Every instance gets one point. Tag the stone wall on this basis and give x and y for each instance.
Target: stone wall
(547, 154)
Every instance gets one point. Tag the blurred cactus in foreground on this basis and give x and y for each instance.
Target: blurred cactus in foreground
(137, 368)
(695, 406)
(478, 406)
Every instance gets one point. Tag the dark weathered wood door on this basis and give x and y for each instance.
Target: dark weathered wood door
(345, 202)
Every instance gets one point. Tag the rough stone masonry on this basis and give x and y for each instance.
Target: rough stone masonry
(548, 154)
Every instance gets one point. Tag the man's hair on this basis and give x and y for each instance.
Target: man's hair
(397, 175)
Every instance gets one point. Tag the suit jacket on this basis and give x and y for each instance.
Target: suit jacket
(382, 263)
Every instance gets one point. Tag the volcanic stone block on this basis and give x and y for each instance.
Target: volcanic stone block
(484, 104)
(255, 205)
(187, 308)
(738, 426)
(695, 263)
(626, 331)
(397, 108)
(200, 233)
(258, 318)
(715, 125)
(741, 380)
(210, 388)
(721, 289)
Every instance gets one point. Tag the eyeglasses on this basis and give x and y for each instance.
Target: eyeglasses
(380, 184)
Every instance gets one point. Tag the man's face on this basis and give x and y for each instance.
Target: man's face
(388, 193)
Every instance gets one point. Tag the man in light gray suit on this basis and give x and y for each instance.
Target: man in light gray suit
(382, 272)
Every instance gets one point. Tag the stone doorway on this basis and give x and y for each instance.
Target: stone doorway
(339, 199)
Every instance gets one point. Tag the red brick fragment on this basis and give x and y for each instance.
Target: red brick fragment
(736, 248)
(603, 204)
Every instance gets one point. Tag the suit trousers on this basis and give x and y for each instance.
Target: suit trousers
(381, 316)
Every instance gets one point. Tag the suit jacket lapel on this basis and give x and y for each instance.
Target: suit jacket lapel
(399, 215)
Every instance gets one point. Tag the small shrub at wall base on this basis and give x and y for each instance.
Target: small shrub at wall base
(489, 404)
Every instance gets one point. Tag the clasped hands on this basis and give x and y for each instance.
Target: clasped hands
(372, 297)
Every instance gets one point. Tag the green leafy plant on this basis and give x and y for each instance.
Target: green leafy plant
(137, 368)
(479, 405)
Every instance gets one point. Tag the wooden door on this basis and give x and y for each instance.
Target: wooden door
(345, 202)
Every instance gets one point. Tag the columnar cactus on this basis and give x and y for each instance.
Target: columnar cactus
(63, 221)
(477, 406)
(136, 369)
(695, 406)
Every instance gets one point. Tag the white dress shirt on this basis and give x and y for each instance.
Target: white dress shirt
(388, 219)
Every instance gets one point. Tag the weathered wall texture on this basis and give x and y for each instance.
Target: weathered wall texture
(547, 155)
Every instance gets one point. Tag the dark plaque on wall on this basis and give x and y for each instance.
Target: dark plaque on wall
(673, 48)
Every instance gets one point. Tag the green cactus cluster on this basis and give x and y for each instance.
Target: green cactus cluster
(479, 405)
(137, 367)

----

◆ **Short task**
Look above for the line that holds "Every instance gets one point. Tag the columnar", then copy it and each line after it exactly, through the last line of the data.

◆ **Correct result**
Every instance gets one point. Tag the columnar cactus on this basis and give x and y for each instance.
Target: columnar cactus
(63, 221)
(477, 406)
(136, 369)
(695, 406)
Every instance gets one point. Tag the white dress shirt on this basis and give x and y for each instance.
Target: white dress shirt
(388, 219)
Every instance gets one point. Tag the weathered wall texture on this basis and give x and y for each instance.
Target: weathered wall texture
(547, 155)
Every instance gets one point. Tag the dark plaque on wall on this basis and give x and y for each instance.
Target: dark plaque on wall
(673, 48)
Every instance gets one point. Tag the green cactus cluster on this basis and give x and y for each instance.
Target: green cactus cluster
(479, 405)
(137, 367)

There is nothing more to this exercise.